━━━━━ Passage for review ━━━━━
Synthesis of a fullerene-based one-dimensional nanopolymer through topochemical transformation of the parent nanowire

TL;DR

This paper reports the synthesis and detailed characterization of a novel fullerene-based one-dimensional nanopolymer, created via a topochemical transformation of nanowires, with potential applications in nanodevices and biological fields.

Contribution

It introduces a new C60-based nanowire polymer synthesized through a topochemical process, with comprehensive structural and theoretical analysis.
━━━━━ Information given ━━━━━
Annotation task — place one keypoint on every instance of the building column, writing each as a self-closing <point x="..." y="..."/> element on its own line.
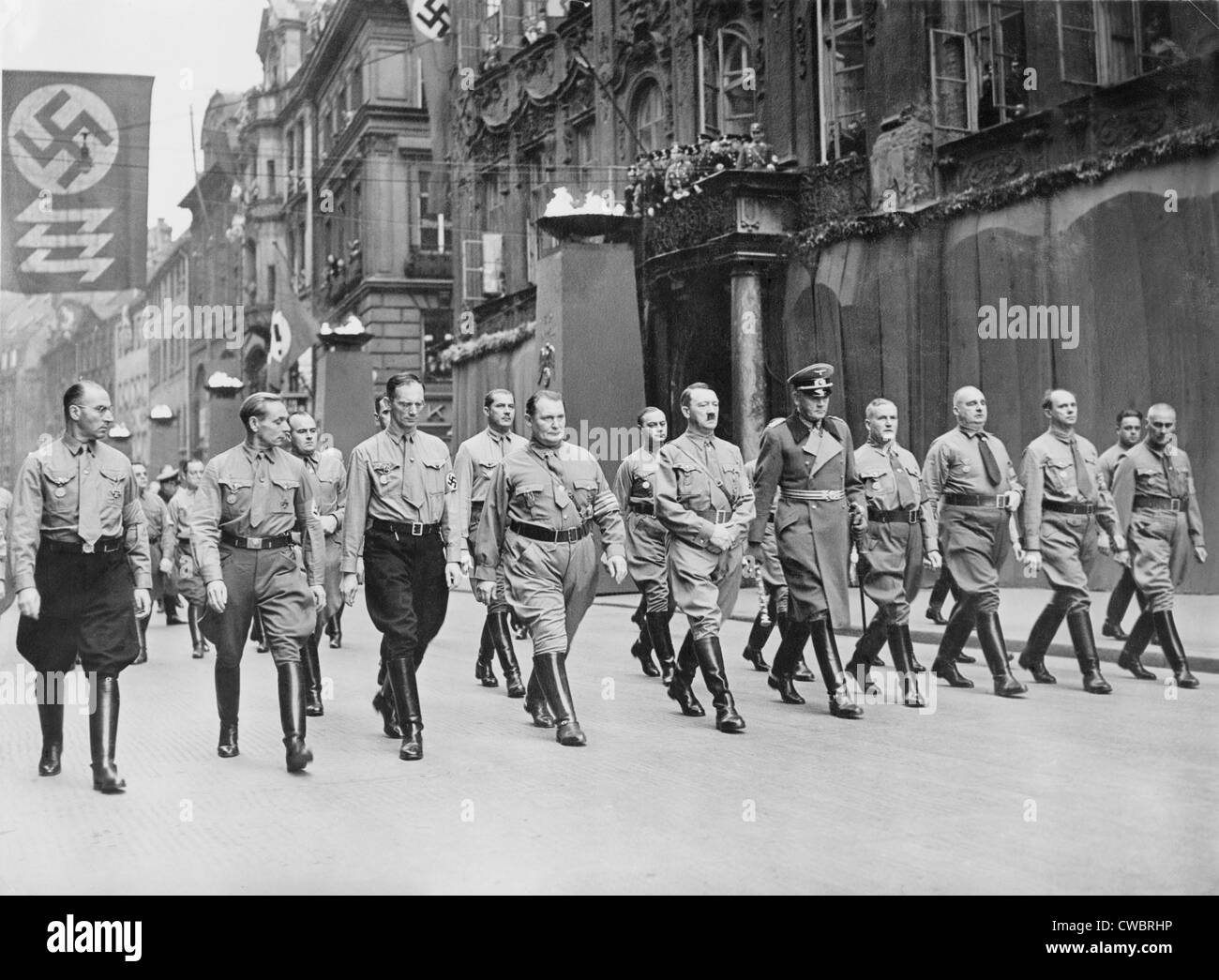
<point x="748" y="361"/>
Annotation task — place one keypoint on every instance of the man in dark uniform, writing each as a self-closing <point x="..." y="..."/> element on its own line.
<point x="809" y="460"/>
<point x="1158" y="509"/>
<point x="402" y="488"/>
<point x="537" y="523"/>
<point x="166" y="488"/>
<point x="329" y="478"/>
<point x="970" y="472"/>
<point x="1063" y="506"/>
<point x="900" y="523"/>
<point x="634" y="485"/>
<point x="251" y="499"/>
<point x="175" y="556"/>
<point x="474" y="466"/>
<point x="705" y="503"/>
<point x="80" y="561"/>
<point x="154" y="517"/>
<point x="1129" y="433"/>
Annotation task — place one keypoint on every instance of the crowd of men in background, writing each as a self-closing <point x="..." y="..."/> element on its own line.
<point x="273" y="536"/>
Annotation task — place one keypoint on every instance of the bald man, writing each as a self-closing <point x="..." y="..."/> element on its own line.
<point x="1064" y="506"/>
<point x="1158" y="511"/>
<point x="970" y="475"/>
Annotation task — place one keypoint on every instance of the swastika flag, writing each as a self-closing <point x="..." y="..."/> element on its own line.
<point x="73" y="182"/>
<point x="430" y="19"/>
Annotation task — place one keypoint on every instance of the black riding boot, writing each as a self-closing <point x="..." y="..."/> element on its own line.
<point x="1169" y="641"/>
<point x="1079" y="622"/>
<point x="1032" y="658"/>
<point x="228" y="699"/>
<point x="711" y="659"/>
<point x="824" y="646"/>
<point x="780" y="679"/>
<point x="50" y="719"/>
<point x="1136" y="642"/>
<point x="312" y="678"/>
<point x="902" y="649"/>
<point x="292" y="715"/>
<point x="990" y="635"/>
<point x="501" y="639"/>
<point x="961" y="625"/>
<point x="483" y="671"/>
<point x="102" y="734"/>
<point x="865" y="656"/>
<point x="535" y="702"/>
<point x="683" y="677"/>
<point x="406" y="696"/>
<point x="551" y="674"/>
<point x="662" y="642"/>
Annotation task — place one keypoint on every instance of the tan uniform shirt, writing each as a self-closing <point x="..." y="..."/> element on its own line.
<point x="1047" y="472"/>
<point x="525" y="489"/>
<point x="48" y="503"/>
<point x="474" y="466"/>
<point x="242" y="479"/>
<point x="407" y="479"/>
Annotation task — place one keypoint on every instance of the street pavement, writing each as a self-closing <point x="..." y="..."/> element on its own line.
<point x="1055" y="793"/>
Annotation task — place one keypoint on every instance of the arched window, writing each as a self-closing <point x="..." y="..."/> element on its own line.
<point x="738" y="83"/>
<point x="649" y="117"/>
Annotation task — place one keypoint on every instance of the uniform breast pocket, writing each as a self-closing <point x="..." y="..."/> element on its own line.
<point x="284" y="495"/>
<point x="113" y="490"/>
<point x="60" y="491"/>
<point x="528" y="501"/>
<point x="234" y="496"/>
<point x="1060" y="476"/>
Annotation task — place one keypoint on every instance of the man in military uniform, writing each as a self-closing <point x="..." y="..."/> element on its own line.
<point x="474" y="466"/>
<point x="401" y="497"/>
<point x="900" y="541"/>
<point x="166" y="489"/>
<point x="250" y="500"/>
<point x="80" y="562"/>
<point x="809" y="460"/>
<point x="970" y="473"/>
<point x="775" y="588"/>
<point x="1064" y="501"/>
<point x="536" y="521"/>
<point x="154" y="519"/>
<point x="705" y="503"/>
<point x="175" y="556"/>
<point x="329" y="478"/>
<point x="1158" y="511"/>
<point x="1129" y="433"/>
<point x="634" y="485"/>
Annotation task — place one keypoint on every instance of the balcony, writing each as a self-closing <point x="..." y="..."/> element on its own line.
<point x="425" y="264"/>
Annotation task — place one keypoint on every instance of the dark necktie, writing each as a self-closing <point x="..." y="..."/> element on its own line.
<point x="260" y="491"/>
<point x="988" y="462"/>
<point x="1083" y="482"/>
<point x="413" y="479"/>
<point x="905" y="495"/>
<point x="89" y="497"/>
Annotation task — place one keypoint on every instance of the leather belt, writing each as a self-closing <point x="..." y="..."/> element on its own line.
<point x="537" y="533"/>
<point x="801" y="495"/>
<point x="998" y="501"/>
<point x="1068" y="508"/>
<point x="102" y="546"/>
<point x="1158" y="504"/>
<point x="406" y="529"/>
<point x="898" y="516"/>
<point x="256" y="544"/>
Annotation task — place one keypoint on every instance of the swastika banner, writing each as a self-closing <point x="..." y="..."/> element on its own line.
<point x="73" y="182"/>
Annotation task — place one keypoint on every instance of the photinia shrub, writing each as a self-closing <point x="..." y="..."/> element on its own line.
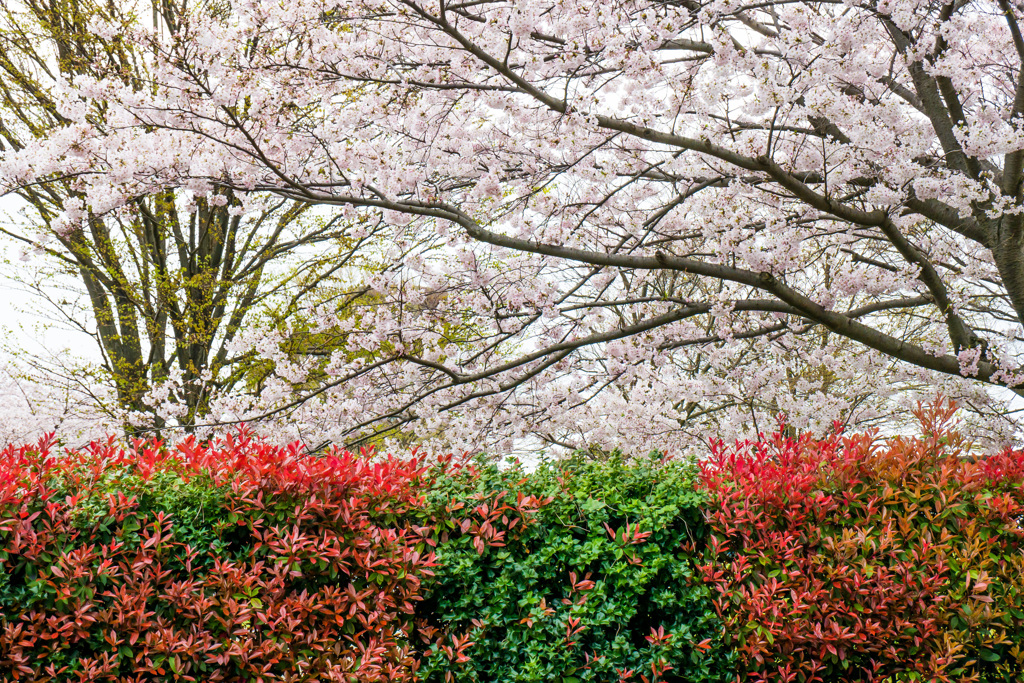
<point x="576" y="571"/>
<point x="225" y="561"/>
<point x="861" y="559"/>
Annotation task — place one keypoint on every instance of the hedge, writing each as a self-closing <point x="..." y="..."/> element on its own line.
<point x="845" y="558"/>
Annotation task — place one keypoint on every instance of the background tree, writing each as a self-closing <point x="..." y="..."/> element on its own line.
<point x="643" y="209"/>
<point x="169" y="276"/>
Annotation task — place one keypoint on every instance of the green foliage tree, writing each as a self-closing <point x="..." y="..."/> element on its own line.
<point x="169" y="280"/>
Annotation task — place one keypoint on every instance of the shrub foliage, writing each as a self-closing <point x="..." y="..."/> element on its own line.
<point x="786" y="559"/>
<point x="237" y="561"/>
<point x="596" y="586"/>
<point x="850" y="559"/>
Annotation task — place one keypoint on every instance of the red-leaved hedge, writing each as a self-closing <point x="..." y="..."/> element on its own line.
<point x="859" y="559"/>
<point x="225" y="562"/>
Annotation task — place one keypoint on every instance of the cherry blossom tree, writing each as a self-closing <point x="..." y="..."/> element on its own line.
<point x="164" y="283"/>
<point x="617" y="220"/>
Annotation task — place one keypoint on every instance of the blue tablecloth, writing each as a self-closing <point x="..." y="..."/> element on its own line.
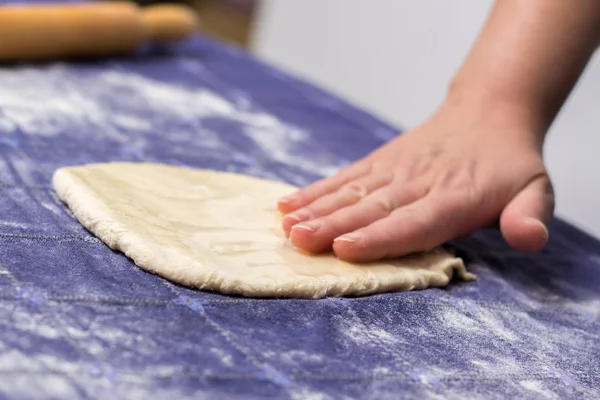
<point x="78" y="320"/>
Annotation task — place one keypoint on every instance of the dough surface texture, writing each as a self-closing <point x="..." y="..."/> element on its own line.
<point x="221" y="231"/>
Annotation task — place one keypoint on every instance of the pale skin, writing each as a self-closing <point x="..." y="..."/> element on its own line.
<point x="476" y="162"/>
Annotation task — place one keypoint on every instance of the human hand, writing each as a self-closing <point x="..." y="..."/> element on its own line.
<point x="463" y="169"/>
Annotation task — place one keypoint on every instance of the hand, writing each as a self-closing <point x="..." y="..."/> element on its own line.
<point x="460" y="171"/>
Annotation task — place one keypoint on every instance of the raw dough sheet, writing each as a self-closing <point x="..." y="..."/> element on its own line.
<point x="221" y="231"/>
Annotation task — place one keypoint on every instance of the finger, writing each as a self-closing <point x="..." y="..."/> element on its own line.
<point x="417" y="227"/>
<point x="523" y="221"/>
<point x="322" y="187"/>
<point x="350" y="193"/>
<point x="317" y="235"/>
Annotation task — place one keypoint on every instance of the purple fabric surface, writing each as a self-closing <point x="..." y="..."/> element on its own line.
<point x="78" y="320"/>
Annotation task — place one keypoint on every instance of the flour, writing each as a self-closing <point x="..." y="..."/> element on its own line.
<point x="368" y="335"/>
<point x="537" y="387"/>
<point x="111" y="102"/>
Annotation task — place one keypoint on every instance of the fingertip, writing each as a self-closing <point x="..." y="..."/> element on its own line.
<point x="287" y="204"/>
<point x="525" y="234"/>
<point x="305" y="236"/>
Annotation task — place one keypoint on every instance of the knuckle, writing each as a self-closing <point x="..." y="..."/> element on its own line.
<point x="357" y="189"/>
<point x="384" y="204"/>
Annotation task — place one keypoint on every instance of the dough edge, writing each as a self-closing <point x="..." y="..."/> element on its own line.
<point x="101" y="221"/>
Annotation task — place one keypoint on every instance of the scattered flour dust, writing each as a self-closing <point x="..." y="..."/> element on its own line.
<point x="537" y="387"/>
<point x="56" y="99"/>
<point x="368" y="335"/>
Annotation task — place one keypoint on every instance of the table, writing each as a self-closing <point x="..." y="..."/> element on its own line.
<point x="78" y="320"/>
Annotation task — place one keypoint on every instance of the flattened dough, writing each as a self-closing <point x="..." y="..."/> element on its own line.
<point x="221" y="231"/>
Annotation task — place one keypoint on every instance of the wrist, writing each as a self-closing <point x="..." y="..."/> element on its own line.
<point x="484" y="107"/>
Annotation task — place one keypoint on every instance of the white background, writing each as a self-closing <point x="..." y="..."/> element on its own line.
<point x="395" y="58"/>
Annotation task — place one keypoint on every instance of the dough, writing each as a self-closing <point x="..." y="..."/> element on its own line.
<point x="221" y="231"/>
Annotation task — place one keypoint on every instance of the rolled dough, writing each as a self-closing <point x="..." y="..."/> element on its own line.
<point x="221" y="231"/>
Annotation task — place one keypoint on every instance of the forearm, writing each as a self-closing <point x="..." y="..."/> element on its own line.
<point x="528" y="57"/>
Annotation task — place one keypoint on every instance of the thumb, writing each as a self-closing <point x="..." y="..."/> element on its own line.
<point x="523" y="221"/>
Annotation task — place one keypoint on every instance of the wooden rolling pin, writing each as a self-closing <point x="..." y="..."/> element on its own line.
<point x="88" y="30"/>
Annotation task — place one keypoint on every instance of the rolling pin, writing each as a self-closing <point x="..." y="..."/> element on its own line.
<point x="45" y="32"/>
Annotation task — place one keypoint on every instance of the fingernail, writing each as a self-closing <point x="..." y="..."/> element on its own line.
<point x="350" y="238"/>
<point x="311" y="226"/>
<point x="287" y="199"/>
<point x="300" y="215"/>
<point x="293" y="217"/>
<point x="540" y="223"/>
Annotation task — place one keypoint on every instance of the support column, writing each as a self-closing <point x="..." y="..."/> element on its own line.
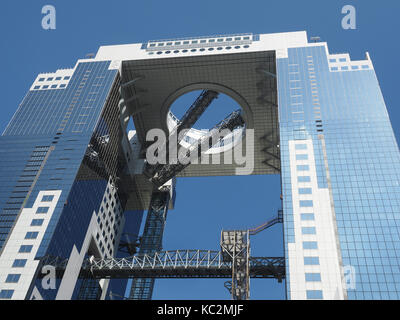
<point x="151" y="241"/>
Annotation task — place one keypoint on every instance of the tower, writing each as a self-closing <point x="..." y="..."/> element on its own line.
<point x="72" y="173"/>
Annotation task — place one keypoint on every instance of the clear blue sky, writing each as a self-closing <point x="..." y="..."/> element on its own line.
<point x="204" y="205"/>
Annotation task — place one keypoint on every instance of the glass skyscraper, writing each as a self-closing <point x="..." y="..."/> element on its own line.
<point x="72" y="177"/>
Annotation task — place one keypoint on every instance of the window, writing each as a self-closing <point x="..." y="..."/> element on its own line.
<point x="310" y="245"/>
<point x="31" y="235"/>
<point x="301" y="147"/>
<point x="307" y="216"/>
<point x="13" y="278"/>
<point x="314" y="294"/>
<point x="303" y="179"/>
<point x="19" y="263"/>
<point x="42" y="210"/>
<point x="311" y="261"/>
<point x="47" y="198"/>
<point x="306" y="203"/>
<point x="303" y="168"/>
<point x="6" y="294"/>
<point x="305" y="190"/>
<point x="313" y="276"/>
<point x="301" y="156"/>
<point x="308" y="230"/>
<point x="37" y="222"/>
<point x="25" y="249"/>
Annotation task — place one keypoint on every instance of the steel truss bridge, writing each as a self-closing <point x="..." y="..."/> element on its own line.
<point x="171" y="264"/>
<point x="232" y="261"/>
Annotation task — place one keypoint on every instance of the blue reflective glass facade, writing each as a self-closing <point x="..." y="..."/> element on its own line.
<point x="66" y="141"/>
<point x="356" y="160"/>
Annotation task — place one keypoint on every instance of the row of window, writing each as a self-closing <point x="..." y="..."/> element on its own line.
<point x="56" y="78"/>
<point x="200" y="50"/>
<point x="309" y="230"/>
<point x="347" y="68"/>
<point x="54" y="86"/>
<point x="200" y="41"/>
<point x="30" y="235"/>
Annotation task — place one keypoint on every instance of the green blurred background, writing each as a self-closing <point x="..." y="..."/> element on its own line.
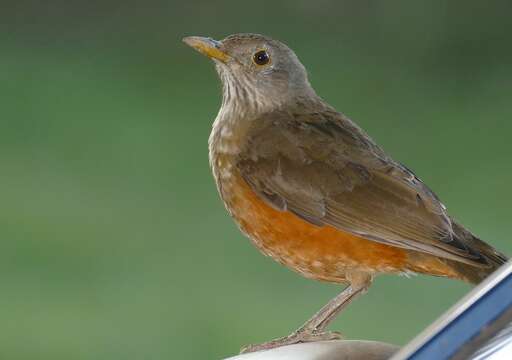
<point x="114" y="244"/>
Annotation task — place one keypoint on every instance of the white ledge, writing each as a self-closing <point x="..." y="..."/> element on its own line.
<point x="325" y="350"/>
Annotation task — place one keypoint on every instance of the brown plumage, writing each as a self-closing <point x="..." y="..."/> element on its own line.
<point x="313" y="191"/>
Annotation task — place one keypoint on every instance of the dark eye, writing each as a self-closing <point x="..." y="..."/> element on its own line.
<point x="261" y="58"/>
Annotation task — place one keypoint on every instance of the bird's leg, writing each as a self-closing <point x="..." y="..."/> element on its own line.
<point x="314" y="328"/>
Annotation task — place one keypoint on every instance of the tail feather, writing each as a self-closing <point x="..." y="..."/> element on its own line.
<point x="493" y="258"/>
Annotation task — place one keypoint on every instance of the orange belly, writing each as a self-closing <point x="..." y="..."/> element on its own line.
<point x="322" y="253"/>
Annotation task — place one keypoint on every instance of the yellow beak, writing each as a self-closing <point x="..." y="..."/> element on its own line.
<point x="207" y="46"/>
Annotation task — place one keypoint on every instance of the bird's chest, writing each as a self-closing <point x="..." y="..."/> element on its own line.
<point x="322" y="253"/>
<point x="319" y="252"/>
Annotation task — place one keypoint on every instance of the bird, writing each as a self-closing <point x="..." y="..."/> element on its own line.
<point x="314" y="192"/>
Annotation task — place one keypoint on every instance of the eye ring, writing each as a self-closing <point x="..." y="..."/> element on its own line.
<point x="261" y="58"/>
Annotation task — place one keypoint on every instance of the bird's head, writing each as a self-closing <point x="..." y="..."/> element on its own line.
<point x="256" y="71"/>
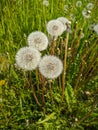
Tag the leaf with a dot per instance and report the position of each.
(47, 118)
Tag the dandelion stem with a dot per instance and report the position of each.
(37, 79)
(64, 69)
(88, 114)
(36, 99)
(52, 48)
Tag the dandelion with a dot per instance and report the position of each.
(46, 3)
(28, 58)
(91, 27)
(79, 3)
(50, 66)
(90, 6)
(65, 22)
(96, 28)
(55, 28)
(82, 35)
(86, 13)
(38, 40)
(66, 7)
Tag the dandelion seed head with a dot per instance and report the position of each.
(38, 40)
(55, 28)
(50, 66)
(27, 58)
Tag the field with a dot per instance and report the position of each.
(31, 99)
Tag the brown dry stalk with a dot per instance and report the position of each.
(37, 79)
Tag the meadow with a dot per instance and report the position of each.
(67, 101)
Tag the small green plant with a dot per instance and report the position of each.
(41, 93)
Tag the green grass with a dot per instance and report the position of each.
(79, 108)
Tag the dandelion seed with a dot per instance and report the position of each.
(28, 58)
(79, 3)
(0, 99)
(96, 28)
(90, 6)
(46, 3)
(38, 40)
(50, 66)
(55, 28)
(86, 13)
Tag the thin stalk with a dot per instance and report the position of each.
(79, 75)
(52, 48)
(34, 94)
(51, 92)
(64, 64)
(88, 114)
(37, 79)
(30, 85)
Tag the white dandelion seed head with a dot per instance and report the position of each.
(46, 3)
(79, 3)
(96, 28)
(50, 66)
(55, 28)
(90, 6)
(66, 23)
(86, 13)
(38, 40)
(28, 58)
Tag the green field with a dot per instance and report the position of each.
(28, 100)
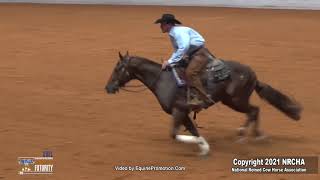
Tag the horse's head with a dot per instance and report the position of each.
(121, 74)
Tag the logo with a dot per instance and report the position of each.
(36, 165)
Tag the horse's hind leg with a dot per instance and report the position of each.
(181, 117)
(253, 117)
(252, 112)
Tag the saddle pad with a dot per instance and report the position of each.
(217, 70)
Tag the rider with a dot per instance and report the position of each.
(187, 42)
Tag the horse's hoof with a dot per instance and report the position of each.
(204, 146)
(241, 131)
(242, 140)
(261, 137)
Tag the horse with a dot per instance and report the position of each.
(233, 92)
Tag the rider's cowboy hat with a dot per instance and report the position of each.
(167, 18)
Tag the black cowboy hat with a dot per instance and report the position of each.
(167, 18)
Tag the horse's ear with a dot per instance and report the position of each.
(120, 56)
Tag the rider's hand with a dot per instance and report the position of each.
(165, 64)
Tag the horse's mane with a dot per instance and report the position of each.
(141, 60)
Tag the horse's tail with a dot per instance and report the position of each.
(277, 99)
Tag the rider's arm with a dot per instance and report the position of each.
━━━━━
> [Apply what you read]:
1. Transcribe the fullerene nanopolymer summary from "This paper reports" up to and including "and theoretical analysis.".
2. According to the fullerene nanopolymer summary, in which areas could the new nanopolymer find potential applications?
3. List every distinct word in the fullerene nanopolymer summary that begins with "nano".
The records are separate material and are unrelated to the fullerene nanopolymer summary.

> [Answers for the exercise]:
1.
This paper reports the synthesis and detailed characterization of a novel fullerene-based one-dimensional nanopolymer, created via a topochemical transformation of nanowires, with potential applications in nanodevices and biological fields.

Contribution

It introduces a new C60-based nanowire polymer synthesized through a topochemical process, with comprehensive structural and theoretical analysis.

2. Nanodevices and biological fields.

3. nanopolymer, nanowire, nanowires, nanodevices